EXCERPT:

_ _ _

[Bioperl-l] Help with Bio::SeqIO

Mon Nov 5 00:08:34 UTC 2007

Pass in (-nosort => 1) to spliced_seq:

print $feat_object->spliced_seq(-no_sort =>1)->seq,"\n\n";

This ensures no sorting of sublocations occurs, if you want for  
instance typical GenBank/EMBL 'join' behavior.

To the other devs: shouldn't -nosort be the default behavior when the  
split location is a 'join'?  In other words, should spliced_seq() be  
modified to take into account the split location type when returning  
sequence?  GB/EMBL/DDBJ rel. notes indicate a 'join' explicitly  
indicates the order of the sequences is important when joined  
together; the current behavior is more like that for 'order'.

chris

On Nov 4, 2007, at 12:39 PM, download on demand wrote:

> Hi to all.
>
> I have a problem with a simplest script:
>
>
>
>          use Bio::SeqIO;
>          # get command-line arguments, or die with a usage statement
>          my $usage = "x2y.pl infile infileformat outfile  
> outfileformat\n";
>          my $infile = shift or die $usage;
>          my $infileformat = shift or die $usage;
> #         my $outfile = shift or die $usage;
>          my $outfileformat = shift or die $usage;
>
>          # create one SeqIO object to read in,and another to write out
>          my $seq_in = Bio::SeqIO->new('-file' => "<$infile",
>                                       '-format' => $infileformat);
>          my $seq_out = Bio::SeqIO->new('-fh' => \*STDOUT,
>                                        '-format' => $outfileformat);
>
>          # write each entry in the input file to the output file
>          while (my $inseq = $seq_in->next_seq) {
>
> #            $seq_out->write_seq($inseq); # Whole sequence not needed
>
> for my $feat_object ($inseq->get_SeqFeatures)

_ _ _

EXCERPTED RECORDS:
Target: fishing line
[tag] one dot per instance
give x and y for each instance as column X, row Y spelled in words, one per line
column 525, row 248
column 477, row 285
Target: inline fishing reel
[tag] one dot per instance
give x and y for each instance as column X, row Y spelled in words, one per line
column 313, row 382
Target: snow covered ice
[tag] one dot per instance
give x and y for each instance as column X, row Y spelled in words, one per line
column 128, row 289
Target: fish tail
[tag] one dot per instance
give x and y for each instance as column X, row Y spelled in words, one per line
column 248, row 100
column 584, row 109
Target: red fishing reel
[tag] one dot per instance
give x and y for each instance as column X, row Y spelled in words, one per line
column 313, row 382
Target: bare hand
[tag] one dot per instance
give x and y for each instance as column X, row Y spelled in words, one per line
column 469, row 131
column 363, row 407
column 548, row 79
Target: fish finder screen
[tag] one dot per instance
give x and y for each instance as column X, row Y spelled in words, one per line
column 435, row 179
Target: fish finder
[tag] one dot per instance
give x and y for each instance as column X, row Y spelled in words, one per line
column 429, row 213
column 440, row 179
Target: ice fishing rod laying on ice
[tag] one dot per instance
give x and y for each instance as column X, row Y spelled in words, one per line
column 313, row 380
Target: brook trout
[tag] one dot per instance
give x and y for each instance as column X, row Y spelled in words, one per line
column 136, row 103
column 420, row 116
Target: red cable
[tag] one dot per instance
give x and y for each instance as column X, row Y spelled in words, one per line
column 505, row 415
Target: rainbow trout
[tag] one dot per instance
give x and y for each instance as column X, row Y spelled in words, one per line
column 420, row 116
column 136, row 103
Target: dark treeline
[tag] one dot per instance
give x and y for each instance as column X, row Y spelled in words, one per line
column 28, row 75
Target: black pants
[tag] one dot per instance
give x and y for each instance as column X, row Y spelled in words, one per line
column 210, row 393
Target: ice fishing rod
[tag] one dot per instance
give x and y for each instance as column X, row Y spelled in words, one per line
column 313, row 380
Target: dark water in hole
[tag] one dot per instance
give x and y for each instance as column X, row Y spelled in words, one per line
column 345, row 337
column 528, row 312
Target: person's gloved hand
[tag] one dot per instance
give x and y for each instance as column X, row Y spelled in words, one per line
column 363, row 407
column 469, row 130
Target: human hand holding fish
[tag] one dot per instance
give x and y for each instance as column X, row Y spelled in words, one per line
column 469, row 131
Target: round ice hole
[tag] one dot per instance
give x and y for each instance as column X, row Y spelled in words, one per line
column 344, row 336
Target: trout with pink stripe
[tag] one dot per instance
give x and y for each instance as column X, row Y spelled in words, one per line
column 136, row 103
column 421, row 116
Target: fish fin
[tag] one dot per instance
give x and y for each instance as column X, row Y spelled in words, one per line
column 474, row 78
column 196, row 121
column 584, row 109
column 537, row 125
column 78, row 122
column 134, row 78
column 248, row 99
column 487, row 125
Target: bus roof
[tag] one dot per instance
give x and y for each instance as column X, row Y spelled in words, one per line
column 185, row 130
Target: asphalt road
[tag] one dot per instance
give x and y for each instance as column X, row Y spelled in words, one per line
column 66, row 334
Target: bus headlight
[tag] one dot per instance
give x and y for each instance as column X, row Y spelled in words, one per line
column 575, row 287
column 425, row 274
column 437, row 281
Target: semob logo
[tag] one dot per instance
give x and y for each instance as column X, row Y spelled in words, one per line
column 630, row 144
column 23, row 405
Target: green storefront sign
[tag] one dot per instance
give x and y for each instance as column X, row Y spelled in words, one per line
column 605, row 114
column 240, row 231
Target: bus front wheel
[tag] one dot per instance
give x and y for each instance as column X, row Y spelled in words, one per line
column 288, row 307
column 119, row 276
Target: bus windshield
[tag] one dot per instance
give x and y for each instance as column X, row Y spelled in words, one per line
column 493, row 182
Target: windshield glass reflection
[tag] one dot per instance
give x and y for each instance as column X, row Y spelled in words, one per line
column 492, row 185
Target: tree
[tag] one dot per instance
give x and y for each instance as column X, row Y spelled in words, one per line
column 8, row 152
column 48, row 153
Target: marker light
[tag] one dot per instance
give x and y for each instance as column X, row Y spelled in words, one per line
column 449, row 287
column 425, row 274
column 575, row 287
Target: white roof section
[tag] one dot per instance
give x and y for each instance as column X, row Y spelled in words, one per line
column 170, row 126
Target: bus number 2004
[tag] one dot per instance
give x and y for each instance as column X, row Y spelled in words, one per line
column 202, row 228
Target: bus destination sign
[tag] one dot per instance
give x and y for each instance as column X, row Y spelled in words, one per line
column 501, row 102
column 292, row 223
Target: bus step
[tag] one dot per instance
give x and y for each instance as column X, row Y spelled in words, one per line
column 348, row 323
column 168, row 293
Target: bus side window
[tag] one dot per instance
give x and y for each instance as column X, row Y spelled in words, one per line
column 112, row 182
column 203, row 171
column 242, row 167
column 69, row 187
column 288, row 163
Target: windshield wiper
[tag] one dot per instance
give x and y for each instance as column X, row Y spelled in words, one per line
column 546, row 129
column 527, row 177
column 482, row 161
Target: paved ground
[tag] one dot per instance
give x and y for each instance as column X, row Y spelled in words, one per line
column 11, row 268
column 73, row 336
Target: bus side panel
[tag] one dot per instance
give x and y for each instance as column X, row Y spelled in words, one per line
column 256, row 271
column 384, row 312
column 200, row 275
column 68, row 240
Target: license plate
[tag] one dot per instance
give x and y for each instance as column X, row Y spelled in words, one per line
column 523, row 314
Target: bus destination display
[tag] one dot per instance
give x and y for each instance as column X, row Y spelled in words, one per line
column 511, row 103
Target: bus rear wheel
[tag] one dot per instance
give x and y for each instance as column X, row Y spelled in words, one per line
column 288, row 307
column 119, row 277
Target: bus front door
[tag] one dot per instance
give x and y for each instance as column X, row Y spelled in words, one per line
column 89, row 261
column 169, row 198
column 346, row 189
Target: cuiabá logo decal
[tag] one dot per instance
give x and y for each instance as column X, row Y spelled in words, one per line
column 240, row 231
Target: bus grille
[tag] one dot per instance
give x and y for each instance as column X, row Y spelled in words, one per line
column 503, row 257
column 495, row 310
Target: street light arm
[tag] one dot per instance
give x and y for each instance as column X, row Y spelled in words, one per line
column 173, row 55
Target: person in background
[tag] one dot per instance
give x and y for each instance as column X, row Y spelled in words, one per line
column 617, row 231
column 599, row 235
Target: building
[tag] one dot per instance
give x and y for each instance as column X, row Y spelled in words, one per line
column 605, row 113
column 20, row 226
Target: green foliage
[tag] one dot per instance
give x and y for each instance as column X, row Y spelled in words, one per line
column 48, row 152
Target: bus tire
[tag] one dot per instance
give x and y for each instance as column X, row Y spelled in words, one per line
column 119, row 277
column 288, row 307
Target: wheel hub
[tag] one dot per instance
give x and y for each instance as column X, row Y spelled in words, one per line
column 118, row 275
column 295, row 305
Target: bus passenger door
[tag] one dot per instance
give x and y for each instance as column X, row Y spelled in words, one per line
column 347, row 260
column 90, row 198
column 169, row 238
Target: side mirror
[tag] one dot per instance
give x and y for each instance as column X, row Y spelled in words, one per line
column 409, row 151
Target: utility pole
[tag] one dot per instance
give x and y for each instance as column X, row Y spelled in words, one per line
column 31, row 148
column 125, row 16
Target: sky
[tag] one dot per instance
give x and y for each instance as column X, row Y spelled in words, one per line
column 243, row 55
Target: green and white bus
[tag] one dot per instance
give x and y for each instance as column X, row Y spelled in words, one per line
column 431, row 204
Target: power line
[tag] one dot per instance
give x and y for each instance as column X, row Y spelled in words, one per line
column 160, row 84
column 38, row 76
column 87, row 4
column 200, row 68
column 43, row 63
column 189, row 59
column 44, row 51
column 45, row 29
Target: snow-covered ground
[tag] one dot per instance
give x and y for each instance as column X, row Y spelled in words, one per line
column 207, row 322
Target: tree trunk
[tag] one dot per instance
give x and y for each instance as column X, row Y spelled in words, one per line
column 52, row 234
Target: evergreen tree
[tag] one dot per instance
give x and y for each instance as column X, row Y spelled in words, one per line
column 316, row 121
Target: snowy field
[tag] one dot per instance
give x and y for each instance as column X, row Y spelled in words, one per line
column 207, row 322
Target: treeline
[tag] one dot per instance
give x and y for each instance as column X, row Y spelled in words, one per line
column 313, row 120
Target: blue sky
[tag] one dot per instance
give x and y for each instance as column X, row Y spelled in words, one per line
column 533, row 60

_ _ _

WHAT IS BEING ASKED: Copy out the entire Bio::SeqIO post, keeping every line and character the same. The listing has no part in this work.

ANSWER SECTION:
[Bioperl-l] Help with Bio::SeqIO

Mon Nov 5 00:08:34 UTC 2007

Pass in (-nosort => 1) to spliced_seq:

print $feat_object->spliced_seq(-no_sort =>1)->seq,"\n\n";

This ensures no sorting of sublocations occurs, if you want for  
instance typical GenBank/EMBL 'join' behavior.

To the other devs: shouldn't -nosort be the default behavior when the  
split location is a 'join'?  In other words, should spliced_seq() be  
modified to take into account the split location type when returning  
sequence?  GB/EMBL/DDBJ rel. notes indicate a 'join' explicitly  
indicates the order of the sequences is important when joined  
together; the current behavior is more like that for 'order'.

chris

On Nov 4, 2007, at 12:39 PM, download on demand wrote:

> Hi to all.
>
> I have a problem with a simplest script:
>
>
>
>          use Bio::SeqIO;
>          # get command-line arguments, or die with a usage statement
>          my $usage = "x2y.pl infile infileformat outfile  
> outfileformat\n";
>          my $infile = shift or die $usage;
>          my $infileformat = shift or die $usage;
> #         my $outfile = shift or die $usage;
>          my $outfileformat = shift or die $usage;
>
>          # create one SeqIO object to read in,and another to write out
>          my $seq_in = Bio::SeqIO->new('-file' => "<$infile",
>                                       '-format' => $infileformat);
>          my $seq_out = Bio::SeqIO->new('-fh' => \*STDOUT,
>                                        '-format' => $outfileformat);
>
>          # write each entry in the input file to the output file
>          while (my $inseq = $seq_in->next_seq) {
>
> #            $seq_out->write_seq($inseq); # Whole sequence not needed
>
> for my $feat_object ($inseq->get_SeqFeatures)